AIM OF THE EXERCISE: Restate exactly the lines from the top of the listing below to the line containing "positive clicks: (39, 293)"; the remaining lines are not wanted.
++++ SUPPLIED MATERIAL
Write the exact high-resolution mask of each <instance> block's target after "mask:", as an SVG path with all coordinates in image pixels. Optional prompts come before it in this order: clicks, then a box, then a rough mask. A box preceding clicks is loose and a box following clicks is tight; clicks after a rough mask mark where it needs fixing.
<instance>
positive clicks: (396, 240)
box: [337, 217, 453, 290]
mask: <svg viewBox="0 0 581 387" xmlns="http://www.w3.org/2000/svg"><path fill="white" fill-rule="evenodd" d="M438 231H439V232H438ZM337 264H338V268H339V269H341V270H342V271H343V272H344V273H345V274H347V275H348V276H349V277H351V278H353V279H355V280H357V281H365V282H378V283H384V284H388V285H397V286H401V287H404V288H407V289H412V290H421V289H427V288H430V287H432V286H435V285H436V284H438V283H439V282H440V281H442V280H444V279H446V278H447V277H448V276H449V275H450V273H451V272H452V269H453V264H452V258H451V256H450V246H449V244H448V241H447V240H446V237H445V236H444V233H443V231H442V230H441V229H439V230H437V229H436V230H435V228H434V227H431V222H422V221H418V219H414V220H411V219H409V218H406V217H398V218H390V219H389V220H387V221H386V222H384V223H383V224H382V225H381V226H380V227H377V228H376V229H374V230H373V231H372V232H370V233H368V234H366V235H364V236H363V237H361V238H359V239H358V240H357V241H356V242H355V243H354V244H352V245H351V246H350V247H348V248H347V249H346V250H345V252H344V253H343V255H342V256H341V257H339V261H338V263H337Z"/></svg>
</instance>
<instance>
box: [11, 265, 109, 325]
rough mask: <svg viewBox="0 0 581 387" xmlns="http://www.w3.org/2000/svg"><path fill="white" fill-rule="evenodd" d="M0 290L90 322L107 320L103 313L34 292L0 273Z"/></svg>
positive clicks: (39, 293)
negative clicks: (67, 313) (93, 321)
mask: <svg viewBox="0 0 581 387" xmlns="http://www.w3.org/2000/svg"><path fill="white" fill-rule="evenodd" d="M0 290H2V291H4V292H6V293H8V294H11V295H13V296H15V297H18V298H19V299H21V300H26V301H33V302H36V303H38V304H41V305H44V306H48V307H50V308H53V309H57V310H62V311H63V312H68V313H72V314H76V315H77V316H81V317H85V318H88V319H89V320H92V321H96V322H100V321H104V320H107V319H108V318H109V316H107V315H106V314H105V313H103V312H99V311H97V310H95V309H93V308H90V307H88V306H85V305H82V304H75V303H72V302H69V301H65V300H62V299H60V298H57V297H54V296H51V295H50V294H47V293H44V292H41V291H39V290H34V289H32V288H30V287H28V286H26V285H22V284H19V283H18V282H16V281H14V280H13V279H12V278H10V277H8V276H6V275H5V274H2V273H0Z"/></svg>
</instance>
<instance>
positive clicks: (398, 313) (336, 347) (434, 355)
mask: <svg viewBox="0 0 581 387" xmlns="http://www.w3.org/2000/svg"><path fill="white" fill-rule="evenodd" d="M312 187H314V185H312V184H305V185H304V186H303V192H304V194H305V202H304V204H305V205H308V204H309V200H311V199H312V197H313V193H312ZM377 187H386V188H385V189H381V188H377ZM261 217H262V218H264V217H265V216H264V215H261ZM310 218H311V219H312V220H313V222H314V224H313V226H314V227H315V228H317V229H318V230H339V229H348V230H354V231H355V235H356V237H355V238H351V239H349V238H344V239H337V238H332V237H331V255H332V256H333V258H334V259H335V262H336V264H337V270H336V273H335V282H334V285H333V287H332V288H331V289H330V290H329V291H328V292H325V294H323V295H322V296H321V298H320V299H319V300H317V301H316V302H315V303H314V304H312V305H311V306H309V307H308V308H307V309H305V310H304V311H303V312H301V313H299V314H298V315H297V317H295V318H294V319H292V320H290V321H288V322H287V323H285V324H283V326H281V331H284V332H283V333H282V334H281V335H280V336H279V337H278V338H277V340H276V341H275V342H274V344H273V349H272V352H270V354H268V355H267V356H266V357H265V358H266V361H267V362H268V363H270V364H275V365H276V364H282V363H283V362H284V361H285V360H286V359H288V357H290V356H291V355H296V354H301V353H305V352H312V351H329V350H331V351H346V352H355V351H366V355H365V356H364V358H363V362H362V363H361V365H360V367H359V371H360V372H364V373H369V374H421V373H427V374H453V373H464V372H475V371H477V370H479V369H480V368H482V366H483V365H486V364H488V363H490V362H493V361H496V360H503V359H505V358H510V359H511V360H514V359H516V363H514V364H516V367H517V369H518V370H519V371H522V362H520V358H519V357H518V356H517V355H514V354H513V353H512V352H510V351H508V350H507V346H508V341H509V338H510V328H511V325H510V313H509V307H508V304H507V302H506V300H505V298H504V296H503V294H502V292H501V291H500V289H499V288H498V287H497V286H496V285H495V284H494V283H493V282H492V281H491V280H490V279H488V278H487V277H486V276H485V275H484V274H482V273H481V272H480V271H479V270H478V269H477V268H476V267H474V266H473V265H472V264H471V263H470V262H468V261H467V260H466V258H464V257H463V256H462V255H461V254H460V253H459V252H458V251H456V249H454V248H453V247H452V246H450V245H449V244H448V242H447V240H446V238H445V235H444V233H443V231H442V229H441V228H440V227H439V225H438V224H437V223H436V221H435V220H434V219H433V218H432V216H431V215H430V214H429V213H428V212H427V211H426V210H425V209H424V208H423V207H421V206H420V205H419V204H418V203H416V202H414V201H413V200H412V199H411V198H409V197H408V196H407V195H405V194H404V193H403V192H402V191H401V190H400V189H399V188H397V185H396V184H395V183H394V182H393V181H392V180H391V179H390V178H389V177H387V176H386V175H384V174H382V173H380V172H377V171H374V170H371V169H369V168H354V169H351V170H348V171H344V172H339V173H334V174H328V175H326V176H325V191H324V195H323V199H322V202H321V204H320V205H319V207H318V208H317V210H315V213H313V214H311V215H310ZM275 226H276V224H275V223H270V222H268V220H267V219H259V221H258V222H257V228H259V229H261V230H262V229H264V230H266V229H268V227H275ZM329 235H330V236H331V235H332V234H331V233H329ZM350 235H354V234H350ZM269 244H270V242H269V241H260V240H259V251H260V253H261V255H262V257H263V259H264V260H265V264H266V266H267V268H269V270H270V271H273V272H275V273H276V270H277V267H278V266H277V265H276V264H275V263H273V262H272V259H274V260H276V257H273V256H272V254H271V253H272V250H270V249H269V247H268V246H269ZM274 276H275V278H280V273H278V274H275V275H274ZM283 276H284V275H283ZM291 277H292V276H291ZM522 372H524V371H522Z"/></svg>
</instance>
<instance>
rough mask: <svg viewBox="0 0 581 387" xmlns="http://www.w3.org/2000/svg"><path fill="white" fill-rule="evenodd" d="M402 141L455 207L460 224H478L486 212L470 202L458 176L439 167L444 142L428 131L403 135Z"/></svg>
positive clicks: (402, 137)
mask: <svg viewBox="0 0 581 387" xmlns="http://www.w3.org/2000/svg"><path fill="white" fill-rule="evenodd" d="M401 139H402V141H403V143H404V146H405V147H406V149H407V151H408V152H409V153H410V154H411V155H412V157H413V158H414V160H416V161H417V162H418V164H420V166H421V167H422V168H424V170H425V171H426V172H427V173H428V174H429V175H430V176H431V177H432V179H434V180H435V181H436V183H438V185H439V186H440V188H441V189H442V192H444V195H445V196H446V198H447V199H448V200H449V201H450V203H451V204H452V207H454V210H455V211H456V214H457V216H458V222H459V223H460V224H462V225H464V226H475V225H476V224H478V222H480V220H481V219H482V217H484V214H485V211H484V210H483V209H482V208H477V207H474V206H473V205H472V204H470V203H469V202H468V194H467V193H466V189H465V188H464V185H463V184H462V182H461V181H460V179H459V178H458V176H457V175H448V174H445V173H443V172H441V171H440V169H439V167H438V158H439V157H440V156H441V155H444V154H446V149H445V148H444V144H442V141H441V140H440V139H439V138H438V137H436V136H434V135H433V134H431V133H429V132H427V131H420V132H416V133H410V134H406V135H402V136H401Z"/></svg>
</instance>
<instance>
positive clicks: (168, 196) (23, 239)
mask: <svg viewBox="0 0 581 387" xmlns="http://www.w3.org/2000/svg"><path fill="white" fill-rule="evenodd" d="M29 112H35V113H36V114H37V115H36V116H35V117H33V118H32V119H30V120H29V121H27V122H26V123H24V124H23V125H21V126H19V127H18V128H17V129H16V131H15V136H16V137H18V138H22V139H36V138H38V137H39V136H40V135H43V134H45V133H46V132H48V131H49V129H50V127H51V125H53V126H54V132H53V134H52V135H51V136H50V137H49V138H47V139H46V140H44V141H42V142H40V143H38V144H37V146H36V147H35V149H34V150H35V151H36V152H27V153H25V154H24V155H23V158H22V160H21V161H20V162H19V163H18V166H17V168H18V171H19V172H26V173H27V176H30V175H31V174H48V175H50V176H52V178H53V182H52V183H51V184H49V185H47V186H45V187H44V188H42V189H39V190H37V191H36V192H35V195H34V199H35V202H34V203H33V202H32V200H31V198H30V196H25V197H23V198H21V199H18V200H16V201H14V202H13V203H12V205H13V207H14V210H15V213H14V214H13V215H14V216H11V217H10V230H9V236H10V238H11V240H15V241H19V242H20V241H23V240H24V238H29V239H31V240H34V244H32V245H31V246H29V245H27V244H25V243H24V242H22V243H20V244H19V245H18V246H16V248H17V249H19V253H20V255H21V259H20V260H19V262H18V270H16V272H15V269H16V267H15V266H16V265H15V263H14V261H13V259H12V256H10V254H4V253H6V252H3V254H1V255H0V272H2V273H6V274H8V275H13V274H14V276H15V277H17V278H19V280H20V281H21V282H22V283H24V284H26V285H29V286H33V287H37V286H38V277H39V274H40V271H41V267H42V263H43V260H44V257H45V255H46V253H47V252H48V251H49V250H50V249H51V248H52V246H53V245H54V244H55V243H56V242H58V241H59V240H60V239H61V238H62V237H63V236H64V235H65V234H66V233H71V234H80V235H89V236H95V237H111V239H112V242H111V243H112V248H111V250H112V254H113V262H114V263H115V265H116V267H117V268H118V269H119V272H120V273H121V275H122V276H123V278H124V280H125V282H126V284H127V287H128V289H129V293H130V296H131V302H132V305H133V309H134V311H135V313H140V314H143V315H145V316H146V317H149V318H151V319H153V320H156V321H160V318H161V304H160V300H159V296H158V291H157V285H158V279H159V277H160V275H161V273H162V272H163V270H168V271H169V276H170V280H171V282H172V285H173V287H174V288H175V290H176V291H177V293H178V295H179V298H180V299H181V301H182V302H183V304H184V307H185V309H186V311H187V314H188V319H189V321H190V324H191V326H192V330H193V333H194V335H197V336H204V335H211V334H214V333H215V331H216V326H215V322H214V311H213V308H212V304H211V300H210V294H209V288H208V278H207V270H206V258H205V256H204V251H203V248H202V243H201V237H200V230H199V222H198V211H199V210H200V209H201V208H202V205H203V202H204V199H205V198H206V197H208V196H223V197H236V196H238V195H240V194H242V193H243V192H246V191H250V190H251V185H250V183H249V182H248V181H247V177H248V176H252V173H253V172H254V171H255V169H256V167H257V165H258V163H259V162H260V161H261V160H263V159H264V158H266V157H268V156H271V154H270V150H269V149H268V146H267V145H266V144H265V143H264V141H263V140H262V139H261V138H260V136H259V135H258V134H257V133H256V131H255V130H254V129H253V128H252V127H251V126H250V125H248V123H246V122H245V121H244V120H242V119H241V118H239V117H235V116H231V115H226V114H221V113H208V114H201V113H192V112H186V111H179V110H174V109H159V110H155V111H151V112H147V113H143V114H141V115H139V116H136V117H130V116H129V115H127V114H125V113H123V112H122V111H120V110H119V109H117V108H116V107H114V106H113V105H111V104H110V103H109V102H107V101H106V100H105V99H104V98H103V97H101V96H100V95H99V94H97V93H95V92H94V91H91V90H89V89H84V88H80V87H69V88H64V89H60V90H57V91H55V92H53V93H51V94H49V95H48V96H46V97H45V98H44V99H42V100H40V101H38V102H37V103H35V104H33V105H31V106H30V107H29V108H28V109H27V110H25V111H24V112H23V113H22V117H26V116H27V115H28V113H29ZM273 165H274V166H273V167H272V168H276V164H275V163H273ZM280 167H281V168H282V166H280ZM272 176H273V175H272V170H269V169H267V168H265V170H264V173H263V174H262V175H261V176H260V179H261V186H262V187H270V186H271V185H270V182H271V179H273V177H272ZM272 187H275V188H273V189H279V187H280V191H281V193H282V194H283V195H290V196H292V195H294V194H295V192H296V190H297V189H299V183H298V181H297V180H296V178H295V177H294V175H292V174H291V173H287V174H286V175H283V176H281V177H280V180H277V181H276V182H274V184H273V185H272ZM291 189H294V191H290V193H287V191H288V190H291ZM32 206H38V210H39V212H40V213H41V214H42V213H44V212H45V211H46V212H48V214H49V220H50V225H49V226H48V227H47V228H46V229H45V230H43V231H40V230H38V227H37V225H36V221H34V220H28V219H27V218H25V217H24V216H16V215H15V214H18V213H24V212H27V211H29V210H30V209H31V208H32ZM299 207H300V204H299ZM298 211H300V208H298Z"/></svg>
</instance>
++++++++
SOLUTION FOR THIS PROBLEM:
Write the exact high-resolution mask of each <instance> block's target after "mask:", as an SVG path with all coordinates in image pixels. Optional prompts come before it in this order: clicks, then a box, then a rough mask. A box preceding clicks is loose and a box following clicks is tight; clicks after a rough mask mark where it needs fixing.
<instance>
positive clicks: (396, 240)
box: [337, 217, 453, 290]
mask: <svg viewBox="0 0 581 387" xmlns="http://www.w3.org/2000/svg"><path fill="white" fill-rule="evenodd" d="M438 231H439V232H438ZM337 264H338V268H339V269H341V270H342V271H343V272H344V273H345V274H347V275H348V276H349V277H351V278H353V279H355V280H357V281H365V282H378V283H384V284H388V285H397V286H401V287H404V288H407V289H412V290H421V289H427V288H430V287H432V286H435V285H436V284H438V283H439V282H440V281H442V280H444V279H446V278H447V277H448V276H449V275H450V273H451V272H452V269H453V264H452V258H451V256H450V246H449V244H448V241H447V240H446V237H445V236H444V233H443V231H442V230H441V229H439V230H437V229H436V230H435V228H434V227H431V222H422V221H418V219H414V220H411V219H409V218H406V217H398V218H390V219H389V220H387V221H386V222H384V223H383V224H382V225H381V226H380V227H377V228H376V229H374V230H373V231H372V232H370V233H368V234H366V235H364V236H363V237H361V238H359V239H358V240H357V241H356V242H355V243H354V244H352V245H351V246H350V247H348V248H347V249H346V250H345V252H344V253H343V255H342V256H341V257H339V261H338V263H337Z"/></svg>
</instance>
<instance>
box: [11, 265, 109, 325]
rough mask: <svg viewBox="0 0 581 387" xmlns="http://www.w3.org/2000/svg"><path fill="white" fill-rule="evenodd" d="M0 290L90 322L107 320L103 313L34 292L0 273Z"/></svg>
positive clicks: (39, 293)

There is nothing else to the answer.